### OBJECTIVE A
Identify every line in the listing below that contains the string "tree" and copy each of those lines in full. Matching is case-sensitive.

== EXTRACT PROVIDED

Corollary 1.5 (p.27):
Let $A,B$ be nonnegative square matrices.
- If $0\leq A \leq B$, then $\rho(A)\leq \rho(B)$.
- If $0\leq A \leq B$, $A\neq B$ and $A+B$ is irreducible, then $\rho(A)<\rho(B)$.

Note 1: Here $A\leq B$ means $A_{i,j}\leq B_{i,j}$ for every $i,j$.

Note 2: If $0\leq A \leq B$, $A\neq B$ and $A+B$ is reducible, then both can occur, i.e. $\rho(A)=\rho(B)$ or $\rho(A)<\rho(B)$. Indeed, let $U,V,W\in\Bbb R^{2\times 2}$ with $$ U =\begin{pmatrix} 1& 0 \\ 0 & 1 \end{pmatrix}, \quad V =\begin{pmatrix} 1& 1 \\ 0 & 1 \end{pmatrix}, \quad W =\begin{pmatrix} 2 & 1 \\ 0 & 1 \end{pmatrix}.$$ Then $U\leq V \leq W$, $U\neq V$, $V\neq W$, $U+V$ is reducible, $V+W$ is reducible and $\rho(U)=\rho(V)<\rho(W)$.

====
== INFORMATION GIVEN

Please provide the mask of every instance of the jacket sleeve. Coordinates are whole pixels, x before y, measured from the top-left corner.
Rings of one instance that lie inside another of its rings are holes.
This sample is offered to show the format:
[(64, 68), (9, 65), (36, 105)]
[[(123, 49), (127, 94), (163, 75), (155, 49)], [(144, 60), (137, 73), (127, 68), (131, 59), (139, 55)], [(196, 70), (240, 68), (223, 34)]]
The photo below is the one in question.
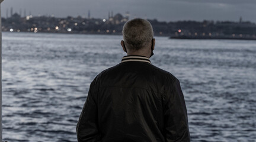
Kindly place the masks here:
[(166, 141), (190, 141), (187, 108), (180, 82), (167, 89), (164, 108)]
[(78, 142), (94, 142), (100, 140), (97, 105), (94, 99), (97, 92), (95, 82), (95, 79), (91, 83), (87, 100), (76, 125)]

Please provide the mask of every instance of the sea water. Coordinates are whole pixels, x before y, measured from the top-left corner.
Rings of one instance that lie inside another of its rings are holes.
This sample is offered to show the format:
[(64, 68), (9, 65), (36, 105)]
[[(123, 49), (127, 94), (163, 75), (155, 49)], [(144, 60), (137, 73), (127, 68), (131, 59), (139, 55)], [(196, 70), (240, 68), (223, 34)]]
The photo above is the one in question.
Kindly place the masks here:
[[(153, 64), (180, 81), (191, 141), (256, 141), (256, 41), (156, 37)], [(2, 33), (3, 139), (76, 141), (91, 82), (121, 36)]]

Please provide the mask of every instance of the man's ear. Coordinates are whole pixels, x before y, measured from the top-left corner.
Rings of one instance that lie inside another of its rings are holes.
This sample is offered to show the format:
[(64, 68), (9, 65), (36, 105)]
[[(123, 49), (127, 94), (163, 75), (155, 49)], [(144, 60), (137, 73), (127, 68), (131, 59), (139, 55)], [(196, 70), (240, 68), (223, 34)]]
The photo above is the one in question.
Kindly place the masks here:
[(124, 45), (124, 41), (123, 40), (121, 41), (121, 46), (122, 46), (124, 51), (127, 52), (126, 48), (125, 47), (125, 45)]
[(155, 38), (153, 38), (152, 41), (152, 50), (155, 49)]

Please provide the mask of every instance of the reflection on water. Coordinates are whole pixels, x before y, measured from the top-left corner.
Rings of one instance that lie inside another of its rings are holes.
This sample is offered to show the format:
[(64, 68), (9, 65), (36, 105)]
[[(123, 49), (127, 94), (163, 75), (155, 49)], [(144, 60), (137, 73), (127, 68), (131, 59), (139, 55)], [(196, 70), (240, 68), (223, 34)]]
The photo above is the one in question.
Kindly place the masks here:
[[(76, 141), (90, 82), (121, 36), (3, 33), (3, 138)], [(152, 63), (181, 82), (192, 141), (256, 140), (256, 42), (156, 37)]]

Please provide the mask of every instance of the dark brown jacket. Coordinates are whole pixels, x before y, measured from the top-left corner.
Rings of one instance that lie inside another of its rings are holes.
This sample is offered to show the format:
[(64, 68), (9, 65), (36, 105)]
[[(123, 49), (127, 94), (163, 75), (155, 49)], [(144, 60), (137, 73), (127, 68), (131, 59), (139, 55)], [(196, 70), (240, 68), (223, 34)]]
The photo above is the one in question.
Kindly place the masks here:
[(76, 127), (78, 142), (190, 141), (179, 80), (137, 56), (100, 73)]

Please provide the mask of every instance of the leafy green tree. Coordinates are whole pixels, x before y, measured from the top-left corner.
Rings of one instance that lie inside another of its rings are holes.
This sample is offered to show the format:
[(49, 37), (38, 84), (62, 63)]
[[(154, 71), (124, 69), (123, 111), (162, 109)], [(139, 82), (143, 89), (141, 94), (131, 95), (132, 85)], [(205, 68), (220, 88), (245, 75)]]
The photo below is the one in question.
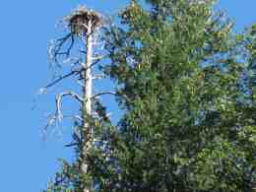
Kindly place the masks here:
[(146, 2), (105, 32), (125, 113), (105, 134), (99, 190), (252, 191), (255, 26), (233, 32), (213, 0)]

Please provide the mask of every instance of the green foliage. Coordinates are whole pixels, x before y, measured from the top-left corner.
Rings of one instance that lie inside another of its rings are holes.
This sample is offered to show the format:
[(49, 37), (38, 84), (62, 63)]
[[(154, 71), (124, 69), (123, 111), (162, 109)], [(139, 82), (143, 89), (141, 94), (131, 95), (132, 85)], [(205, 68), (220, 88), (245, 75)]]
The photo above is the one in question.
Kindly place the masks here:
[(92, 180), (100, 192), (252, 191), (256, 26), (234, 33), (214, 0), (146, 2), (132, 0), (105, 32), (103, 70), (124, 115), (114, 126), (96, 101), (90, 174), (62, 161), (48, 191)]

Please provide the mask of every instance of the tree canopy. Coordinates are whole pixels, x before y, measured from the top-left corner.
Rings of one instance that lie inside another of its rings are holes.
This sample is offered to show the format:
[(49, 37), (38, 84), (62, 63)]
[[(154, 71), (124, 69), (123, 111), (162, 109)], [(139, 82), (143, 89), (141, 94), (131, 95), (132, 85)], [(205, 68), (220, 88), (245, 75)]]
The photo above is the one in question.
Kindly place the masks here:
[(252, 191), (256, 25), (234, 32), (214, 0), (146, 3), (132, 0), (103, 35), (124, 114), (92, 123), (97, 190)]

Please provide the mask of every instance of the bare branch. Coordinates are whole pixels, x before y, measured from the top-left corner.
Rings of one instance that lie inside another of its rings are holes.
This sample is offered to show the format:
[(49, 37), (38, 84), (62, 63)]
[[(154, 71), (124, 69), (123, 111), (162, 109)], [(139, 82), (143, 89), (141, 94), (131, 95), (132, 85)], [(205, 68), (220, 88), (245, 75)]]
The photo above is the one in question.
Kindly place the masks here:
[(103, 96), (103, 95), (112, 95), (112, 96), (116, 96), (117, 94), (115, 92), (110, 92), (110, 91), (107, 91), (107, 92), (100, 92), (98, 94), (96, 94), (95, 96), (92, 96), (92, 99), (95, 99), (96, 98), (97, 96)]
[(71, 71), (70, 73), (64, 75), (64, 76), (61, 76), (59, 77), (58, 79), (54, 80), (52, 83), (48, 84), (45, 89), (47, 88), (50, 88), (52, 86), (54, 86), (55, 84), (59, 83), (60, 81), (72, 76), (72, 75), (77, 75), (77, 74), (80, 74), (82, 72), (82, 69), (81, 70), (74, 70), (74, 71)]
[(104, 74), (98, 74), (93, 77), (93, 80), (101, 80), (105, 78), (106, 76)]

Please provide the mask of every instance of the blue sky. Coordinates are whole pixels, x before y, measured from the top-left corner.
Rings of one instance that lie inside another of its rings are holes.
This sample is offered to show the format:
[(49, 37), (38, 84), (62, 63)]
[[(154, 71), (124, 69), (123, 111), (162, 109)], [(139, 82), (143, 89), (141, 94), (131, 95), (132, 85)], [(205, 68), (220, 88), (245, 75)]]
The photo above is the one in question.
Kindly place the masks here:
[[(116, 14), (126, 0), (24, 0), (0, 7), (0, 191), (35, 192), (45, 187), (58, 168), (58, 158), (70, 159), (62, 137), (40, 137), (44, 113), (52, 110), (53, 96), (36, 101), (38, 89), (49, 78), (47, 42), (57, 37), (56, 21), (85, 4)], [(236, 21), (236, 31), (256, 22), (255, 0), (222, 0), (221, 7)], [(68, 133), (64, 128), (63, 134)], [(64, 137), (65, 138), (65, 137)]]

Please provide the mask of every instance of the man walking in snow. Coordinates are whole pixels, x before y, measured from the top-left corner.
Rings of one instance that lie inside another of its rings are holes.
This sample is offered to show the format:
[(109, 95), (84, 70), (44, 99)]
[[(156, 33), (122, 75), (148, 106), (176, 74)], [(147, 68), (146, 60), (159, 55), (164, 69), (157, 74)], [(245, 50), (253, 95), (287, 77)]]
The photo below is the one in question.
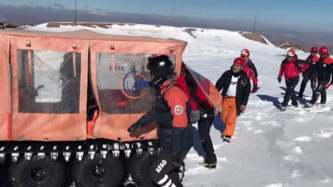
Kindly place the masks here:
[(283, 102), (281, 104), (281, 111), (286, 110), (290, 99), (291, 99), (291, 105), (295, 108), (298, 107), (297, 97), (295, 94), (295, 87), (300, 79), (300, 68), (301, 66), (310, 63), (311, 63), (310, 62), (297, 59), (297, 56), (295, 54), (294, 50), (289, 50), (287, 53), (286, 58), (281, 63), (279, 75), (277, 77), (277, 81), (280, 83), (281, 77), (284, 74), (287, 87)]
[(149, 169), (150, 177), (162, 187), (181, 187), (175, 171), (183, 167), (182, 160), (193, 144), (189, 99), (174, 83), (173, 63), (168, 57), (161, 55), (151, 59), (147, 67), (152, 76), (148, 84), (156, 88), (158, 97), (154, 107), (127, 131), (134, 132), (156, 121), (163, 149)]
[(258, 89), (258, 72), (252, 61), (250, 59), (250, 53), (247, 49), (242, 49), (241, 51), (241, 57), (245, 60), (245, 67), (243, 71), (248, 75), (249, 78), (252, 79), (253, 83), (253, 93), (256, 92)]
[[(311, 54), (306, 59), (307, 61), (310, 62), (318, 62), (319, 58), (317, 56), (317, 53), (318, 49), (316, 47), (313, 47), (311, 48)], [(316, 79), (317, 78), (317, 71), (316, 70), (316, 67), (313, 63), (310, 63), (309, 65), (305, 65), (301, 69), (302, 71), (302, 76), (303, 77), (302, 80), (302, 84), (301, 84), (301, 88), (300, 88), (300, 92), (298, 94), (298, 97), (299, 99), (302, 99), (303, 96), (303, 93), (305, 90), (306, 84), (308, 83), (309, 80), (310, 80), (311, 89), (312, 90), (312, 98), (315, 96), (316, 89)]]
[(221, 137), (228, 143), (234, 134), (236, 119), (246, 110), (251, 89), (250, 79), (242, 70), (245, 66), (244, 59), (235, 59), (231, 69), (223, 73), (215, 85), (218, 90), (223, 89), (221, 120), (226, 128)]
[[(315, 65), (318, 71), (318, 85), (316, 88), (316, 94), (307, 106), (313, 106), (321, 95), (321, 104), (326, 104), (326, 85), (330, 82), (333, 83), (333, 59), (330, 57), (329, 50), (326, 47), (322, 47), (319, 49), (320, 58)], [(332, 78), (331, 78), (332, 75)]]

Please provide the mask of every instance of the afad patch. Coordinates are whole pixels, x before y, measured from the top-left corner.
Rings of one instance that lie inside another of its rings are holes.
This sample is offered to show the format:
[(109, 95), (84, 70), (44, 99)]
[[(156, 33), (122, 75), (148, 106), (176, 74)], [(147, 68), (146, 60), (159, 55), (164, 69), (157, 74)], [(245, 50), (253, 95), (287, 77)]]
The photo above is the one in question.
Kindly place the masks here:
[(183, 107), (180, 105), (176, 105), (173, 108), (173, 112), (174, 114), (180, 115), (183, 113)]

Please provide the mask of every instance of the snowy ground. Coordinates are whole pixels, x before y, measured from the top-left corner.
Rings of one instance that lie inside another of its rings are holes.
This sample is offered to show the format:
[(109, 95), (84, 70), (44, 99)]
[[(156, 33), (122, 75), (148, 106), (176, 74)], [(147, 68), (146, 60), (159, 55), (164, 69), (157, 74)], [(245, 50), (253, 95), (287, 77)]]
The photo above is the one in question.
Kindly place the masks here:
[[(312, 93), (308, 85), (304, 93), (308, 97), (299, 101), (298, 108), (289, 107), (285, 112), (280, 112), (286, 86), (283, 81), (279, 84), (276, 77), (286, 50), (225, 30), (198, 28), (192, 32), (194, 38), (183, 32), (184, 28), (153, 25), (47, 28), (44, 24), (28, 29), (60, 31), (83, 28), (106, 34), (186, 41), (188, 45), (183, 56), (184, 62), (214, 84), (241, 50), (250, 50), (261, 89), (250, 96), (246, 112), (237, 119), (231, 143), (222, 142), (222, 125), (217, 118), (214, 122), (211, 136), (218, 157), (216, 169), (209, 170), (198, 164), (203, 160), (203, 151), (195, 130), (195, 144), (185, 161), (185, 187), (333, 186), (333, 88), (327, 90), (325, 106), (303, 108)], [(220, 41), (215, 41), (216, 37), (220, 37)], [(309, 55), (296, 54), (301, 59)], [(295, 90), (299, 90), (300, 85), (300, 81)]]

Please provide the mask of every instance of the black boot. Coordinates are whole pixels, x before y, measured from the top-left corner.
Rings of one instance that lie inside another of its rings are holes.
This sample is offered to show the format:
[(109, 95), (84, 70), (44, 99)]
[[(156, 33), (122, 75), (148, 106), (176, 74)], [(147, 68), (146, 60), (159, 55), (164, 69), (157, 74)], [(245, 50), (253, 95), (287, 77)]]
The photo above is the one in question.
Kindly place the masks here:
[(204, 162), (208, 164), (216, 164), (217, 161), (216, 155), (214, 153), (214, 150), (212, 140), (209, 139), (202, 140), (201, 144), (202, 148), (206, 152), (206, 159)]
[(304, 93), (304, 90), (305, 90), (305, 87), (306, 86), (306, 83), (303, 81), (302, 81), (302, 84), (301, 84), (301, 88), (300, 89), (300, 92), (298, 94), (298, 98), (299, 99), (303, 99), (303, 93)]
[(320, 104), (326, 104), (326, 92), (323, 91), (321, 95)]
[(312, 98), (313, 98), (315, 97), (315, 95), (316, 95), (316, 88), (313, 88), (312, 89), (312, 97), (311, 97)]
[(310, 101), (309, 104), (311, 104), (311, 105), (312, 105), (312, 106), (315, 105), (315, 104), (316, 104), (317, 101), (318, 100), (319, 98), (319, 94), (316, 93), (315, 95), (315, 97), (314, 97), (313, 98), (312, 98), (312, 99), (311, 99), (311, 100)]

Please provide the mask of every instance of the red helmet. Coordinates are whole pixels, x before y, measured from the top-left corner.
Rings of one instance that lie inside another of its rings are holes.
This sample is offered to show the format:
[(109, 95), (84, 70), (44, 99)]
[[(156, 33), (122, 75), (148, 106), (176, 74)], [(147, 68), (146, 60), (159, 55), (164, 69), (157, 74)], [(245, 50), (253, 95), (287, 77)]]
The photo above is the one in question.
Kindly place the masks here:
[(245, 60), (244, 59), (238, 57), (234, 60), (234, 63), (239, 63), (241, 65), (245, 66)]
[(318, 52), (318, 49), (317, 49), (317, 47), (314, 46), (311, 48), (311, 52)]
[(294, 57), (295, 56), (295, 51), (293, 50), (290, 50), (287, 53), (287, 56), (289, 57)]
[(329, 49), (325, 46), (323, 46), (319, 49), (319, 55), (321, 56), (326, 54), (329, 53)]
[(241, 55), (245, 55), (250, 56), (250, 51), (247, 49), (243, 49), (241, 51)]

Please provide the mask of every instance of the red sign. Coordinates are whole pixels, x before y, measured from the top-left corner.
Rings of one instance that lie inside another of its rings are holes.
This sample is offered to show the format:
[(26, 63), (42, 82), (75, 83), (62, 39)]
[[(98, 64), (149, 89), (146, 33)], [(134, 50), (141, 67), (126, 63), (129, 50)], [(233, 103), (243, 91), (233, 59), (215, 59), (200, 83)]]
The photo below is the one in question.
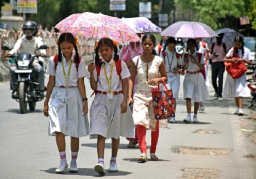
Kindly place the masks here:
[(241, 26), (250, 24), (250, 22), (249, 21), (249, 17), (248, 17), (248, 16), (240, 17), (240, 24)]

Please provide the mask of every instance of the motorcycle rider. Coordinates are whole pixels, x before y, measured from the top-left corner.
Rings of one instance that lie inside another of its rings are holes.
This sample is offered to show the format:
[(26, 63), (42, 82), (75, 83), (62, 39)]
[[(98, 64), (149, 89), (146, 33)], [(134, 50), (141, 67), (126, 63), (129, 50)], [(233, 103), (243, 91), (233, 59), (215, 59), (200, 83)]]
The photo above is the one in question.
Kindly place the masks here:
[[(38, 37), (34, 37), (38, 30), (36, 23), (32, 21), (26, 21), (22, 26), (22, 31), (24, 35), (17, 41), (13, 49), (8, 53), (9, 56), (17, 54), (20, 50), (20, 52), (29, 53), (32, 55), (34, 54), (35, 51), (40, 46), (44, 45), (42, 40)], [(42, 56), (45, 56), (46, 50), (40, 50), (40, 55)], [(40, 59), (39, 60), (40, 60)], [(37, 82), (40, 84), (40, 95), (44, 96), (44, 70), (43, 67), (39, 63), (34, 61), (32, 64), (34, 68), (33, 72), (38, 77)], [(17, 84), (16, 83), (17, 76), (15, 70), (16, 66), (12, 67), (10, 70), (10, 85), (11, 89), (12, 90), (12, 97), (15, 97), (17, 94)]]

====

### OBJECTIVE B
Go on with the excerpt above on the spectral radius of nonnegative matrices, starting right after its final sentence.

### EXERCISE RESULT A
Please provide the mask of every instance of the leafy green tree. Coordinates are whole pixels, x before y, measured from the top-left corner.
Please provide the mask of every instance of the tree canopy. Coordinates are whole pixels, x before y, measured from the top-left corner.

### EXERCISE RESULT B
Note 3: The following result shows that the answer of @user1551 is implied by Corollary 1.5.

Corollary 1.10 (p.28):
Let $A,B$ be nonnegative square matrices. If $A$ is irreducible, then $A+B$ is irreducible.

Finally, to see how this also improves the answer to your question, note that the matrix $V$ above is reducible as well as the matrix $$V'=\begin{pmatrix}0 & 0 \\ \epsilon & 0 \end{pmatrix}.$$ However, Corollary 1.5 implies that $\rho(V)<\rho(V+V')$ be cause $V+V'$ is strictly positive (and thus irreducible).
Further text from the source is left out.